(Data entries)

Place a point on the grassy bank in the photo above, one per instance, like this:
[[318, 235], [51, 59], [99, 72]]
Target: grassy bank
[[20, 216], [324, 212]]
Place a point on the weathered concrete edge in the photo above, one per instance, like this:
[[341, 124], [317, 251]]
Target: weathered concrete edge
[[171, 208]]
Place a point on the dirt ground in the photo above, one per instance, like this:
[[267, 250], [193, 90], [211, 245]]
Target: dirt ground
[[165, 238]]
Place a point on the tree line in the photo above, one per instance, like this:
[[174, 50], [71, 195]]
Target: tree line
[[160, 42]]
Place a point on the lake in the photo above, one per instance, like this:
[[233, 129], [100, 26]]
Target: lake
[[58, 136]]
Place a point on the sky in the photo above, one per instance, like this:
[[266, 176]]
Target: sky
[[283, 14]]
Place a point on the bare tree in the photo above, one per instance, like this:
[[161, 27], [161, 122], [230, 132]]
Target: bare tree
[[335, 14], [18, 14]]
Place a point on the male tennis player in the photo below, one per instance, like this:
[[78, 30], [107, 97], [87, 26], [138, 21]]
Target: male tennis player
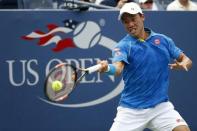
[[143, 58]]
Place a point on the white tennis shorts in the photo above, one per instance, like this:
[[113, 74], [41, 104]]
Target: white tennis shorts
[[163, 117]]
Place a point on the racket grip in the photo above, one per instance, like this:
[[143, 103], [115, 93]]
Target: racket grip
[[93, 68]]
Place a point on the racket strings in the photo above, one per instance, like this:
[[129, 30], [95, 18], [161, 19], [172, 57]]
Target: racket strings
[[67, 76]]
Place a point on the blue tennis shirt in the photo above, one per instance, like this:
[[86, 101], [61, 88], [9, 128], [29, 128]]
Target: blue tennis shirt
[[146, 71]]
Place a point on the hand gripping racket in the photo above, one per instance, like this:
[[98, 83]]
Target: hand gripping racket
[[63, 79]]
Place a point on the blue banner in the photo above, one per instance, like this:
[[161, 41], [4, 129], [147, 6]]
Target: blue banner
[[32, 42]]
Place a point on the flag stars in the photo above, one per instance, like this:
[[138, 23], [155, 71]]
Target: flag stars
[[70, 23]]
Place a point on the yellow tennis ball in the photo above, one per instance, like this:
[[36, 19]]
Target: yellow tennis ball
[[57, 85]]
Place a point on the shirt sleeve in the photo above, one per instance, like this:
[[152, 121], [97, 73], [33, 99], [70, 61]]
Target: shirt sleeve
[[173, 49], [120, 53]]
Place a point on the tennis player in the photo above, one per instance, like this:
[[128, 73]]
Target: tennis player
[[143, 57]]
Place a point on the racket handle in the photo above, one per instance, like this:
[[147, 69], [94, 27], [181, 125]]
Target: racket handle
[[93, 68]]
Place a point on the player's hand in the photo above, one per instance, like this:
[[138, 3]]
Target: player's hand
[[104, 65], [121, 3], [179, 65]]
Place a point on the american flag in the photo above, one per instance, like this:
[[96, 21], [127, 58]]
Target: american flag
[[52, 36]]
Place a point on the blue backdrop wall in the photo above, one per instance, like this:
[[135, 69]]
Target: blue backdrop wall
[[34, 41]]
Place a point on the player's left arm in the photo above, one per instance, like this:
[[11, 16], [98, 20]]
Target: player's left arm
[[182, 62]]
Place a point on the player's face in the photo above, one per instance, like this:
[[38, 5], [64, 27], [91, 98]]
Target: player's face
[[134, 24]]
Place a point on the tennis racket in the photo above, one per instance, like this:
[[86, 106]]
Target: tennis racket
[[63, 79]]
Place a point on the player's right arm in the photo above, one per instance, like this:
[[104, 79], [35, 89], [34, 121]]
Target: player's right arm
[[113, 69]]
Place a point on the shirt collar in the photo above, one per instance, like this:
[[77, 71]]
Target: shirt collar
[[151, 33]]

• [Task objective]: Would you print, exactly as written, every line above from the one holding "Target: racket strings" through the one holding "Place a point on the hand", with both included and no other lines?

• [Written solution]:
Target: racket strings
[[67, 76]]
Place a point on the blue tennis shirt in the photo above, one per instance, like this:
[[86, 101], [61, 88], [9, 128], [29, 128]]
Target: blue tennis shirt
[[146, 71]]
Place a point on the hand gripping racket in the photo above, one per instance, like this:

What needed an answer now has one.